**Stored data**
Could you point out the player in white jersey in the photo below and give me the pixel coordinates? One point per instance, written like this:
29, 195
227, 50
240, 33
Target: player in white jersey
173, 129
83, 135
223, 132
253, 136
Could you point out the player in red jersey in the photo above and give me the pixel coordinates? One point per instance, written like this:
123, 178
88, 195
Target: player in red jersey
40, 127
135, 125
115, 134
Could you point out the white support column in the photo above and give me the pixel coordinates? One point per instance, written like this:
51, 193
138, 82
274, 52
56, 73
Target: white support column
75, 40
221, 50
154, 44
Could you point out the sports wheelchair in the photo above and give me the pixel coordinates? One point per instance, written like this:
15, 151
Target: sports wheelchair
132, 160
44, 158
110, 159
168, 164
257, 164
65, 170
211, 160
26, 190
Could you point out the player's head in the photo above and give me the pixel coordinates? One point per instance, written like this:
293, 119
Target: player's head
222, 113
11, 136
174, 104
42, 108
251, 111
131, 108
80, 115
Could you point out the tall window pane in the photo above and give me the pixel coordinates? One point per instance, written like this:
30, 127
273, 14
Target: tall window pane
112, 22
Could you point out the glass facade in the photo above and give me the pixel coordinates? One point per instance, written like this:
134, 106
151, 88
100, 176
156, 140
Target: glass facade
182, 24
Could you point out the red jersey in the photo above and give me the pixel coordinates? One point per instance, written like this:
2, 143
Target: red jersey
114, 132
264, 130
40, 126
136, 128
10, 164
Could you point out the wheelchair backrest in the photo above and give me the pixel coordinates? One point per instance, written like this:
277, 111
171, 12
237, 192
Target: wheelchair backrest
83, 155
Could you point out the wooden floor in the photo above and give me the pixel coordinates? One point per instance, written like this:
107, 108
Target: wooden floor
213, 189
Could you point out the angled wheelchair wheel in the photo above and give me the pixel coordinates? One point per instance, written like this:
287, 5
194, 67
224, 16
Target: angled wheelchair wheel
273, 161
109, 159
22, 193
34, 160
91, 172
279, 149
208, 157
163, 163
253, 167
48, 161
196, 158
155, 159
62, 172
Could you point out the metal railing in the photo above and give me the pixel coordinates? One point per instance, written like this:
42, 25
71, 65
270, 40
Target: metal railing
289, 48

**TASK TO COMPLETE**
Restate all of the entries above precisely.

**YOUR SOLUTION**
Could you point out the player in white jersey in the photo below and give me the pixel coordinates? One point per instance, written like this:
29, 195
227, 50
240, 33
Target: player in white jersey
173, 129
83, 135
223, 132
253, 136
Could you point out the player in red jersey in the photo above and give me the pixel coordinates? One point per instance, written like this:
123, 178
88, 195
Target: player in red jersey
40, 127
135, 125
115, 134
Could you point out the white support column in the photo above and give me the pixel coordinates? One point per instance, written like this:
51, 193
138, 82
274, 52
56, 73
Target: white support column
75, 40
221, 50
154, 44
Could you point out the sports wheelchair in the photo above and give me the pixel coordinates? One point per instance, written like this:
15, 151
Target: sports wheelchair
132, 160
44, 158
110, 159
168, 164
257, 164
65, 170
211, 160
26, 190
Could you point out the player's head in the photo above and give me the pixel coordinates? One point per instance, written like this:
293, 119
Target: player's head
222, 113
11, 136
174, 104
42, 108
251, 111
131, 108
80, 115
Could you point out the tall window pane in the photo above and give me the pixel coordinates? One point per instance, written like this:
30, 127
273, 14
Target: tall window pane
112, 22
Could you point out the glass facade in the photo above and give me the pixel coordinates? One point per instance, written like this:
134, 106
151, 88
100, 176
156, 140
Target: glass facade
182, 24
Could you point out the red jersey in the photo above and give me the pixel coordinates? One point per instance, written like this:
2, 143
Target: red jersey
114, 132
264, 130
40, 126
136, 128
10, 164
Could you point out the wheelchair backrest in the photo above and give me the pixel coordinates? One point per instance, written like this:
277, 111
171, 12
237, 192
Target: wheelchair backrest
83, 155
Could you point out the wooden floor in the photo above and give me the pixel coordinates? One point per instance, written like this:
107, 108
Target: wooden floor
213, 189
Could you point out the angled wheelchair wheel in the photo above and give me the pixel coordinates? One point per instance, written like this:
287, 5
194, 67
224, 16
Target: angled wheelchair wheel
273, 161
109, 159
22, 193
34, 160
91, 172
279, 149
208, 157
163, 163
253, 167
48, 161
196, 158
155, 159
62, 172
Could you point out the metal railing in the photo above and give me the pixel coordinates? One point per instance, written like this:
42, 25
71, 65
270, 40
Target: metal railing
289, 48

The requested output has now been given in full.